→ **EXERCISE MATERIAL**:
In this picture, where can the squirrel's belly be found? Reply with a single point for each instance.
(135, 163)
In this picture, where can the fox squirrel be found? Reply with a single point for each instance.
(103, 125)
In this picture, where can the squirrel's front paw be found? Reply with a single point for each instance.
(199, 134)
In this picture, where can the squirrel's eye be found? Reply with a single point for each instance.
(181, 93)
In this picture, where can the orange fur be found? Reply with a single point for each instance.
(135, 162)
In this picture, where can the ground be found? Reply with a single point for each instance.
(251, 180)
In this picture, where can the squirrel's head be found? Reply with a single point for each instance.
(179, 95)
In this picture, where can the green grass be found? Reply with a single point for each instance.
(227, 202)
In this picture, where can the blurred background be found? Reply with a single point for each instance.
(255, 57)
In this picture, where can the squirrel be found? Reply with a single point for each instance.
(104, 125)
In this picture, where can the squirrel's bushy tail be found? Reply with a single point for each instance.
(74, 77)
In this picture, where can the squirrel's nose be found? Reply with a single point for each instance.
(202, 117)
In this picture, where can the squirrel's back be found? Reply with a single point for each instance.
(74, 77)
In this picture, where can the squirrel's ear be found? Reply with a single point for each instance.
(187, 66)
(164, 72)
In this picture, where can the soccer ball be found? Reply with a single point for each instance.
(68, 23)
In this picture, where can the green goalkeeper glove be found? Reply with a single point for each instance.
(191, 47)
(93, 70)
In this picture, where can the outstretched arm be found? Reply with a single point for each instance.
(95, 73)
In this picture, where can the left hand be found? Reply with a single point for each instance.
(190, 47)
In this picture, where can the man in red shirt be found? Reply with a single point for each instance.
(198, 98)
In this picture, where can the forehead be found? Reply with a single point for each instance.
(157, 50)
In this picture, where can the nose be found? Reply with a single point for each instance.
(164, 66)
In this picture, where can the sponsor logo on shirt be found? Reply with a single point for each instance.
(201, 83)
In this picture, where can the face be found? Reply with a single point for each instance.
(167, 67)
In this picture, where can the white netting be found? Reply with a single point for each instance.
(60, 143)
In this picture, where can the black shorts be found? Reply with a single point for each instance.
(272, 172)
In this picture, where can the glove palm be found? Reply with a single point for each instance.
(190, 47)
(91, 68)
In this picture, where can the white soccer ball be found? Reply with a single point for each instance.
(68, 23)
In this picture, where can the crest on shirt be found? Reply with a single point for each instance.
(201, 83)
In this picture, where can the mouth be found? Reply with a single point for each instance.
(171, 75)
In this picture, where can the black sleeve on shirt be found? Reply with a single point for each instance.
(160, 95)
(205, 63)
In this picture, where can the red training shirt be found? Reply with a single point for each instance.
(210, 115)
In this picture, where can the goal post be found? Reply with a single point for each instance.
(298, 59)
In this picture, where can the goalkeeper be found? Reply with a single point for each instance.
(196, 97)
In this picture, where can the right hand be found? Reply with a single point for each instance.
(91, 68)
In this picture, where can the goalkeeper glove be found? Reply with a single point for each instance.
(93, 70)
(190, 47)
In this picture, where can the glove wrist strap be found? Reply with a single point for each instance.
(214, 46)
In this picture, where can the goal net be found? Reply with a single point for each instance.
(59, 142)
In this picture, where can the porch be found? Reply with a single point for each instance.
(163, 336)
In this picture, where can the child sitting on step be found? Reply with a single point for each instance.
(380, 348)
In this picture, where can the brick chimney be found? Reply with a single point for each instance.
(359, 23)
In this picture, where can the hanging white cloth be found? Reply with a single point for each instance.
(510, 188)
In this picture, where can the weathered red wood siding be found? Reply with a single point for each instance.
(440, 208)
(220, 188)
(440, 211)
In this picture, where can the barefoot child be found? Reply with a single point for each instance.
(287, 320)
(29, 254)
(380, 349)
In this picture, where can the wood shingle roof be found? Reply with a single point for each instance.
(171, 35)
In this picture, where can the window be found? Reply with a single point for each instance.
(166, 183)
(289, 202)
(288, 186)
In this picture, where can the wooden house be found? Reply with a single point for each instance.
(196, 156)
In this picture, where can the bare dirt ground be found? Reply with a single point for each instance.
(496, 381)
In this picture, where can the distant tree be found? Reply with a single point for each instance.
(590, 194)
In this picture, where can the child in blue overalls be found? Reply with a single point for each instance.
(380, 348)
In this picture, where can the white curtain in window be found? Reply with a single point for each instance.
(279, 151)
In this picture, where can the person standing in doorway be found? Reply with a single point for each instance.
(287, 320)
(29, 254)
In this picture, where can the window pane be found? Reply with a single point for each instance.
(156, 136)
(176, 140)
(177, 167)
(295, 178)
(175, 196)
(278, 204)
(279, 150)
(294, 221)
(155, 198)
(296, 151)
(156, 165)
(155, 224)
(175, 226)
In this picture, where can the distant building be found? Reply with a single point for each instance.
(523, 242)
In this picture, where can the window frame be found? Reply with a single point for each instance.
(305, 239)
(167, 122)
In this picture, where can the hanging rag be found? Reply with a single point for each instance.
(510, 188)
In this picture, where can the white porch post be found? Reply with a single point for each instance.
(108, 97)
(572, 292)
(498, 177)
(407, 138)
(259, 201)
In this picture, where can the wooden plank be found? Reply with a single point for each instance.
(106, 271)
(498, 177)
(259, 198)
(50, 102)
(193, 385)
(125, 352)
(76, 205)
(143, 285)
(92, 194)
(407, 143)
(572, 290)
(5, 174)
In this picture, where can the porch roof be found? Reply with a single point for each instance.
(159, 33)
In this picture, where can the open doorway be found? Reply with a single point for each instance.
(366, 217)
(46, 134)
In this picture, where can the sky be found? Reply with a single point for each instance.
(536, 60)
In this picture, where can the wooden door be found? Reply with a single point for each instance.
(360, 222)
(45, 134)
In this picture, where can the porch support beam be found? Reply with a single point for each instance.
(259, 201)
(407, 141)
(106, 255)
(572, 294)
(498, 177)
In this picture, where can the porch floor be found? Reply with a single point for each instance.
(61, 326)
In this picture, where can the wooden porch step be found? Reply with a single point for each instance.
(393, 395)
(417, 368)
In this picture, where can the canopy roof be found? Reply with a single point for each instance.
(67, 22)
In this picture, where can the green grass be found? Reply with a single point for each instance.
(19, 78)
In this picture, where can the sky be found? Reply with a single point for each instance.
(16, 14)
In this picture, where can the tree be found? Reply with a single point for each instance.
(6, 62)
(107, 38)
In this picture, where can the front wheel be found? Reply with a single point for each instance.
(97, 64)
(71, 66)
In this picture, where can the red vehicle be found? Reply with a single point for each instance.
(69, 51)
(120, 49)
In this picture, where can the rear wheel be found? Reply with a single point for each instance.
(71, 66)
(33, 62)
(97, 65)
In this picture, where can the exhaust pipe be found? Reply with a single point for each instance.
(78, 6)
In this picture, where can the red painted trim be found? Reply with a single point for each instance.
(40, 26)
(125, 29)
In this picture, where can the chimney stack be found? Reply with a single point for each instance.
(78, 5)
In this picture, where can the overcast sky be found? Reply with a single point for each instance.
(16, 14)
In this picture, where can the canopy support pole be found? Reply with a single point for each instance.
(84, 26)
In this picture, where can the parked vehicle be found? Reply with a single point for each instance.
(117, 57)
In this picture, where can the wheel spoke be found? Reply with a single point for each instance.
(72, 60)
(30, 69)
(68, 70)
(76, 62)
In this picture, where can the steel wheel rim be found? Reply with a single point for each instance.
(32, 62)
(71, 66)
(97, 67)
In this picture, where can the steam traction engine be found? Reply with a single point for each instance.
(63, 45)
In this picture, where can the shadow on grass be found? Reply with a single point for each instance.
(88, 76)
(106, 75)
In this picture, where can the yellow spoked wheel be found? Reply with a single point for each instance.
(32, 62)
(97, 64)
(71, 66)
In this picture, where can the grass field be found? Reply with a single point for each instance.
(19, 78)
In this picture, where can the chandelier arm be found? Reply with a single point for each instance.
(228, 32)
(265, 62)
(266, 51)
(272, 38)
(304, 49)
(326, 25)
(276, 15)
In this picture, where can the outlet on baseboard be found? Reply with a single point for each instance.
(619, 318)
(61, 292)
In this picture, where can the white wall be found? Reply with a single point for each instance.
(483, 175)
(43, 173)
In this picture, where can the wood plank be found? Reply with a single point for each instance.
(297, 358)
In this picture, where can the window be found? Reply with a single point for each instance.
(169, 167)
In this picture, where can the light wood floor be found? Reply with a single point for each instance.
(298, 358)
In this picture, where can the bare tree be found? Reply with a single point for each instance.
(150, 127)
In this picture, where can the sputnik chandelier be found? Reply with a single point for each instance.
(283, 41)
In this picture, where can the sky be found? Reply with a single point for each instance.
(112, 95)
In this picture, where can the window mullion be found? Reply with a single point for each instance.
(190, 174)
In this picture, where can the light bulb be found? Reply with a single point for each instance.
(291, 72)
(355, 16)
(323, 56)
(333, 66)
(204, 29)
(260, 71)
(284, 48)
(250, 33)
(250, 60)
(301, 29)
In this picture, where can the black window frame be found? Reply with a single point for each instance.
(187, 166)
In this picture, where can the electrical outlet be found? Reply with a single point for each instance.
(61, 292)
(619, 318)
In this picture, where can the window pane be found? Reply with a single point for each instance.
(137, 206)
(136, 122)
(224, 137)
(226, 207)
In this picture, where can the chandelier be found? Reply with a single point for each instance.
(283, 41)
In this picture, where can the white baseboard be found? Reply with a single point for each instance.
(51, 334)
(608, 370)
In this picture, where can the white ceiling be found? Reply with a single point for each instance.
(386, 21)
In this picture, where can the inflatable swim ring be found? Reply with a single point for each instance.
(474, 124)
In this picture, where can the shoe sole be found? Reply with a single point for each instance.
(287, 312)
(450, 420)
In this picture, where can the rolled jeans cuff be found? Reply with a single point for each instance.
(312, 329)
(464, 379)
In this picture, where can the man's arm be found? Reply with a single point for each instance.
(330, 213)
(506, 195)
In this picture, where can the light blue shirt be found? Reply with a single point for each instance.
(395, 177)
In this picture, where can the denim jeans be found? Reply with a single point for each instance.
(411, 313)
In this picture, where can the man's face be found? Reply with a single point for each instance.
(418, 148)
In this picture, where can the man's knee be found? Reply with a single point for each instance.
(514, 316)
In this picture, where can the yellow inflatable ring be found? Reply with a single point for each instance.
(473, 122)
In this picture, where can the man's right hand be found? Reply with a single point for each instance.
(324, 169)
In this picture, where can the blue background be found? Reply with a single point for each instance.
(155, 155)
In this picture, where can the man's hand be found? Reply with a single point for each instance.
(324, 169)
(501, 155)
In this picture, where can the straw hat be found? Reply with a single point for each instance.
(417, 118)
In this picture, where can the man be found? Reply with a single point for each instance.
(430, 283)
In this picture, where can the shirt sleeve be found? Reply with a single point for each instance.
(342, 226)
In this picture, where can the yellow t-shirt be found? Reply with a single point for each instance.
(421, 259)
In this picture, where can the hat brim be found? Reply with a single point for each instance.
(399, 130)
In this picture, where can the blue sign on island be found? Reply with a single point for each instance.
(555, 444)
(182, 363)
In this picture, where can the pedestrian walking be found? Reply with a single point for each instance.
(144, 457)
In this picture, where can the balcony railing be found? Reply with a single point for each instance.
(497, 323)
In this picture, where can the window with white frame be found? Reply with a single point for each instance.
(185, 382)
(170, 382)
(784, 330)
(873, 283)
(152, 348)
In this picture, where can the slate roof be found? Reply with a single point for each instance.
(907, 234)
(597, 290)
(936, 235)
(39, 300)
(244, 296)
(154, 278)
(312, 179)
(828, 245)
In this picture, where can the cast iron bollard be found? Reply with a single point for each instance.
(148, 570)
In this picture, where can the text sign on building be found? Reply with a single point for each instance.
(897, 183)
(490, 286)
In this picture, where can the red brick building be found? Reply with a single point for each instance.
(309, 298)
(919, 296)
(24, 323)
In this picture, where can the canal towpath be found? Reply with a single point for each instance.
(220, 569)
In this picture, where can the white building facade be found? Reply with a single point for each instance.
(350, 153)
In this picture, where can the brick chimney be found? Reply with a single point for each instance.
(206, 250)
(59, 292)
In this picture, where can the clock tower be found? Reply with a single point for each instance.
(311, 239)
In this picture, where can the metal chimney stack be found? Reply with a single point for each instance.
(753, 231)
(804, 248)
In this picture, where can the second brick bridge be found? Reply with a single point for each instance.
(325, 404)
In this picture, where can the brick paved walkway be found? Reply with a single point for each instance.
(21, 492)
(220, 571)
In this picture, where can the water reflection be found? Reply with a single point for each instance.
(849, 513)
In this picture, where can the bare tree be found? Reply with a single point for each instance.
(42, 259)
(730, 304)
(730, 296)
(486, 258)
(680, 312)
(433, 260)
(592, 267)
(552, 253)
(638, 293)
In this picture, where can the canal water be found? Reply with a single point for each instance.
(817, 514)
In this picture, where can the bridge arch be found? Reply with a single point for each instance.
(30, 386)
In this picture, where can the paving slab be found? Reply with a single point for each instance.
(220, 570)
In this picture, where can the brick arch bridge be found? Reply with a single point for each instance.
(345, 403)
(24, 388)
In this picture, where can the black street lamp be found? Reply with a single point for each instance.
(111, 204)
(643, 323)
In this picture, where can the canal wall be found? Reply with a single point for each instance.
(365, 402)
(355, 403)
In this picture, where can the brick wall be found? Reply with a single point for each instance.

→ **YOUR TASK**: Your answer should consist only of the lines from the one with "In this picture, where can the metal" through the end of the data above, reproduced exactly.

→ **SOLUTION TO THE EXERCISE**:
In this picture, where can the metal chimney stack be found? Reply with a single point for each instance.
(753, 231)
(804, 248)
In this picture, where can the second brick bridge be found? Reply with a single point for each instance.
(325, 404)
In this picture, where can the brick paved walkway be found? Reply with a single point for each instance.
(21, 492)
(220, 571)
In this picture, where can the water reflection be found? Reply with a single point for each instance.
(849, 513)
In this picture, where can the bare tree be found? Reply with a single point for each instance.
(42, 259)
(730, 304)
(730, 296)
(486, 258)
(680, 312)
(433, 260)
(592, 267)
(552, 253)
(638, 293)
In this picture, where can the canal water be found? Reply with a single point for each instance.
(817, 514)
In this picture, where can the bridge arch be found? Reply with a single point for each instance.
(30, 386)
In this picture, where can the paving slab be found? Reply with a single point for each instance.
(220, 570)
In this picture, where can the brick arch bridge be found? Reply with a single point for each instance.
(345, 403)
(24, 388)
In this picture, where can the black street lamp be found? Reply with a single point for each instance.
(111, 204)
(643, 323)
In this picture, where can the canal wall be found? Reply with a single point for each instance.
(365, 402)
(355, 403)
In this picture, where can the brick wall be found? Reply with a single point for each instance.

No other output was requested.